> [Extract provided]
--- --- ---

Can and bottle deposits add up for environment

The unredeemed deposits from bottles and cans go into a state fund to clean-up the environment
Vistavision Flickr

All the unclaimed deposits from Michigan cans and bottles really add up. The state gets about $12 million a year out of it.

A small amount of this money goes back to the retailers who sell the containers. But most of it is used for cleaning up old industrial land or toxic waste. The state also uses the money to finish the clean-up of federal Superfund sites.

With budget cuts, money for pollution clean-up is harder to come by. Anastasia Lundy is with the Department of Environmental Quality. She says her department used to rely on Michigan’s general fund.

"Well the programs that are funding environmental clean-up no longer receive any general fund whatsoever, so this has increased our reliance on these bottle bill funds to try to keep the programs meeting the most critical needs."

The state wants as much money in the clean-up fund as possible. They’re worried they are losing money to people they call smugglers. These are people bringing cans into Michigan from other states for deposit money.

This might sound like the Seinfeld episode where Kramer and Neuman drive cans and bottles into Michigan. But the state is getting serious about cutting down on bottle deposit fraud. So, they want bottle manufacturers to put a special mark on containers sold in Michigan. Bottle return machines would then only take containers with the mark-Michigan containers.

--- --- ---

> [Material provided]
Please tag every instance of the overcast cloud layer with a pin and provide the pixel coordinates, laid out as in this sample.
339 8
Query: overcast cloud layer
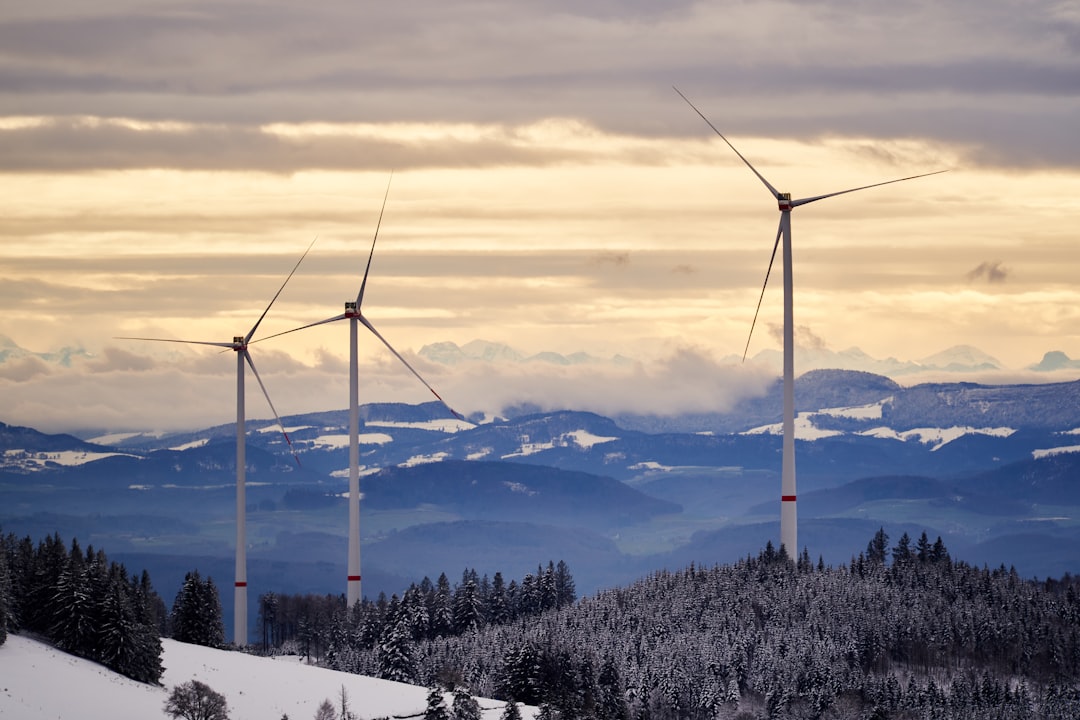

--- --- ---

> [Required action A]
According to the bottle-deposit article, how much money does Michigan get each year from unclaimed can and bottle deposits?
> [Required action B]
Continue the bottle-deposit article from where it stops.

> [Reply A]
About $12 million a year.

> [Reply B]
The state changed the bottle bill to require manufactures to add the mark, and the manufacturers are now suing the state over the changes to the bill.

The American Beverage Association is bringing the suit. They didn’t return calls for comment on this story. But, they’ve told other media outlets that making special cans and bottles for Michigan will be expensive and they don’t want to do it.

Retailers are siding with the state in the suit. Mike Lashbrook is the President of the Michigan Beer and Wine Wholesaler Association.

"Well, you know, this issue, the fact that there is this smuggling that’s been going on, it’s not a joke like the Seinfeld episode. It is a major problem.

He says retailers are also worried about losing money to bottle smugglers.

The state has already put a little over a million dollars into upgrading the bottle machines to read the special mark. If the Beverage Association wins their case the state will lose this money.